EXERCISE AIM —
Pick out every line of the records below that contains the word "crowd", and copy each such line. Case counts.

RECORDS FOR THE TASK —
▬▬▬▬▬▬▬▬▬▬

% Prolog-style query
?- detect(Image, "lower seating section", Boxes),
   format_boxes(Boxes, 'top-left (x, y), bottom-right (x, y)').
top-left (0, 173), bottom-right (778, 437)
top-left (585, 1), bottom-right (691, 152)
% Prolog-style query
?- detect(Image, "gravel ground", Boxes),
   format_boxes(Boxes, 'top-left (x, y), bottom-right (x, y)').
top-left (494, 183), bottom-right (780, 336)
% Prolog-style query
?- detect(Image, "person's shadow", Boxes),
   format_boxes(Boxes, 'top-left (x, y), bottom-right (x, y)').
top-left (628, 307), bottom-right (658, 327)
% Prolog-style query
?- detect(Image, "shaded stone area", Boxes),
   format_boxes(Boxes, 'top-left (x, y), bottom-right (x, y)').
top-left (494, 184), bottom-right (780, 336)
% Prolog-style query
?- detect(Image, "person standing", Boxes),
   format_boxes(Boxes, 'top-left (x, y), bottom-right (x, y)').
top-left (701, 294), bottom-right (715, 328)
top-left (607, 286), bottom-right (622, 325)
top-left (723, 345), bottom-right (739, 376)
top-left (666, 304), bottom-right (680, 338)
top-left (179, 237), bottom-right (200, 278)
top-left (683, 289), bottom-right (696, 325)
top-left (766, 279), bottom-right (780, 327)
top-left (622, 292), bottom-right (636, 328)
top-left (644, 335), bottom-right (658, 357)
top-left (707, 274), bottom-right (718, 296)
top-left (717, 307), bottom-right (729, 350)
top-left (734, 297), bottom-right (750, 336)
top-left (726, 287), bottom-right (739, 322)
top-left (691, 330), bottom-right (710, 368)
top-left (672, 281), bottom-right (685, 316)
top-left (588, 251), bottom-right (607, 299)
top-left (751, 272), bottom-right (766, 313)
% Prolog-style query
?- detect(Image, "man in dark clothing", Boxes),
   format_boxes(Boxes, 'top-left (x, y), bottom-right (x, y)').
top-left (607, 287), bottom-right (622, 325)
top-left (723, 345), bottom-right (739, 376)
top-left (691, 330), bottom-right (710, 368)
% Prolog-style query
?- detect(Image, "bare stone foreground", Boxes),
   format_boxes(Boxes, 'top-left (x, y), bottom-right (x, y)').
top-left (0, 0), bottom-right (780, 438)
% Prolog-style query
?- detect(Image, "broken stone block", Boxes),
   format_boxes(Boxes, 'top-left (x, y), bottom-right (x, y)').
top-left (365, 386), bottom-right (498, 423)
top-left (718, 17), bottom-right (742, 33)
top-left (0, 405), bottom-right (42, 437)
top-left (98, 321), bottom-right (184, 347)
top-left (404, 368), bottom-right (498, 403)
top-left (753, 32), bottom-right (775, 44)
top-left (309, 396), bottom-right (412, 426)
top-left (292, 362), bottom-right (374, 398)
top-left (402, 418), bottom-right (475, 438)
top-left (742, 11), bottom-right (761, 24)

▬▬▬▬▬▬▬▬▬▬

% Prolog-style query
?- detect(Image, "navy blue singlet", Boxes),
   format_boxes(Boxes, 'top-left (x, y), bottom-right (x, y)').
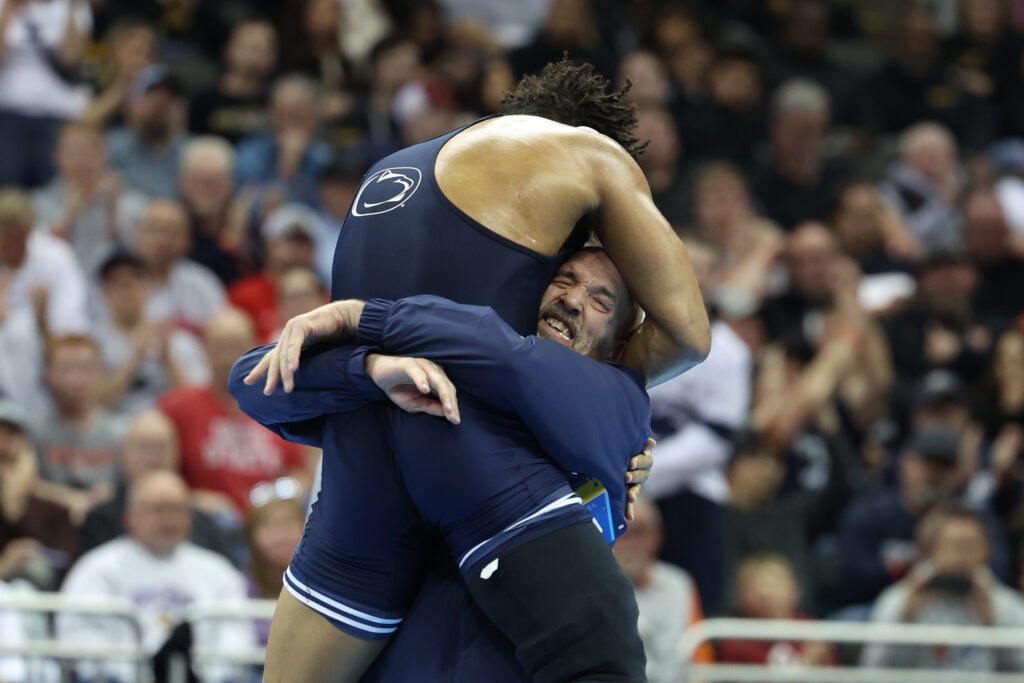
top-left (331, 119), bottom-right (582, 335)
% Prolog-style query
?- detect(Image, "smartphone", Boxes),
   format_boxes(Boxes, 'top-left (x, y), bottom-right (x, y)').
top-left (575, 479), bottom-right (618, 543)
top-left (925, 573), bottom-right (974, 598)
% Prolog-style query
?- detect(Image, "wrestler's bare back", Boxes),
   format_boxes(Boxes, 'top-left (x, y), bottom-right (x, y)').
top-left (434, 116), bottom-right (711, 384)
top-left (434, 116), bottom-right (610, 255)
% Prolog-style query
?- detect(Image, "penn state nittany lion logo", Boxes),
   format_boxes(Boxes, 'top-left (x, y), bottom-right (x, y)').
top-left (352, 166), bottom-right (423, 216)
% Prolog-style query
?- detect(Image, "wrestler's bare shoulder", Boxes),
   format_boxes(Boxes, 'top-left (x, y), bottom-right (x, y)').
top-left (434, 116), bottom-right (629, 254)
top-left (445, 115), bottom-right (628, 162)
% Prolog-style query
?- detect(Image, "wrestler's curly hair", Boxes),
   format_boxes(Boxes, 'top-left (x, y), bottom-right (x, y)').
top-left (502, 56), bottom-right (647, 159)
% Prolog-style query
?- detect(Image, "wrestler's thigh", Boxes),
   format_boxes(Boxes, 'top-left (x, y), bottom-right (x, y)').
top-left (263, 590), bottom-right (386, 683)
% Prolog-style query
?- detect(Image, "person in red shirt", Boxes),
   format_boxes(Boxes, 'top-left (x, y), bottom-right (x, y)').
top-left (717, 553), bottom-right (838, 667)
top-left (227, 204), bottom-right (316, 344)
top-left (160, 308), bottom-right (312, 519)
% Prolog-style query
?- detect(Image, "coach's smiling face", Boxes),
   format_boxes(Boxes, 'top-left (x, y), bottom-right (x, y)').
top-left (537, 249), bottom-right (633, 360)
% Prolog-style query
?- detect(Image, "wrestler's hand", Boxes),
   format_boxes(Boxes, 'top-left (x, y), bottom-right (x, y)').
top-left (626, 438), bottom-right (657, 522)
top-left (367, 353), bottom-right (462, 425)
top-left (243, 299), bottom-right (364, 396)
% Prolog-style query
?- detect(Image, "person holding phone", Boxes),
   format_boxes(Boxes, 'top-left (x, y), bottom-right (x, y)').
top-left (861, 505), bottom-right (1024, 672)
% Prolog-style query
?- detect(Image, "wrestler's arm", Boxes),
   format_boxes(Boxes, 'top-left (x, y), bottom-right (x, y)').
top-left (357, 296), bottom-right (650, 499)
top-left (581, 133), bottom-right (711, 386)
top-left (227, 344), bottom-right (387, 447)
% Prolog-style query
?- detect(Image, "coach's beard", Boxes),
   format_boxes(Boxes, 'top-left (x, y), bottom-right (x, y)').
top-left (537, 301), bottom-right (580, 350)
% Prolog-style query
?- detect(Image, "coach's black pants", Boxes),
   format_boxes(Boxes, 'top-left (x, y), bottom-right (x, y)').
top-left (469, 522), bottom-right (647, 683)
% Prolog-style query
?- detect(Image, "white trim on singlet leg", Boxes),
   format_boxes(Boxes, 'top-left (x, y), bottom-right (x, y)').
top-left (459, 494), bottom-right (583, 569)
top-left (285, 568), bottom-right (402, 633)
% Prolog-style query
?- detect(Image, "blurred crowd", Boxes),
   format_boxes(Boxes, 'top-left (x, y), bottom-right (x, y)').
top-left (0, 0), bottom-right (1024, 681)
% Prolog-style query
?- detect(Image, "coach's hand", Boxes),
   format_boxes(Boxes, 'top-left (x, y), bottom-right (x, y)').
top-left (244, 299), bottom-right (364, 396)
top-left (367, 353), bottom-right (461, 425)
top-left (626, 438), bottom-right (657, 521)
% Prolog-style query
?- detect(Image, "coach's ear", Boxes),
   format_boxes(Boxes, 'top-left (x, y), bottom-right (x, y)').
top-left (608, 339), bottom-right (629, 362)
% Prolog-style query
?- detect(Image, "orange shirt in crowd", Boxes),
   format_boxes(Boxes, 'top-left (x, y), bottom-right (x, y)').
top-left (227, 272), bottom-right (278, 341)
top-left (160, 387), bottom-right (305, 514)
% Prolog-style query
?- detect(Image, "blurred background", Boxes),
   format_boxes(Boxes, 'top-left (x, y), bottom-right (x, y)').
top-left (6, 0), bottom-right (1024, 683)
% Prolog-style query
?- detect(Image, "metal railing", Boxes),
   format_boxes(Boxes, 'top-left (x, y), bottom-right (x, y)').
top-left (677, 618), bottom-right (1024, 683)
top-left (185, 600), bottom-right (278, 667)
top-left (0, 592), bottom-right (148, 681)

▬▬▬▬▬▬▬▬▬▬

IN RESPONSE —
?- detect(Image, "blurred crowd", Boxes),
?- detect(Image, "orange shirt in crowd", Boxes),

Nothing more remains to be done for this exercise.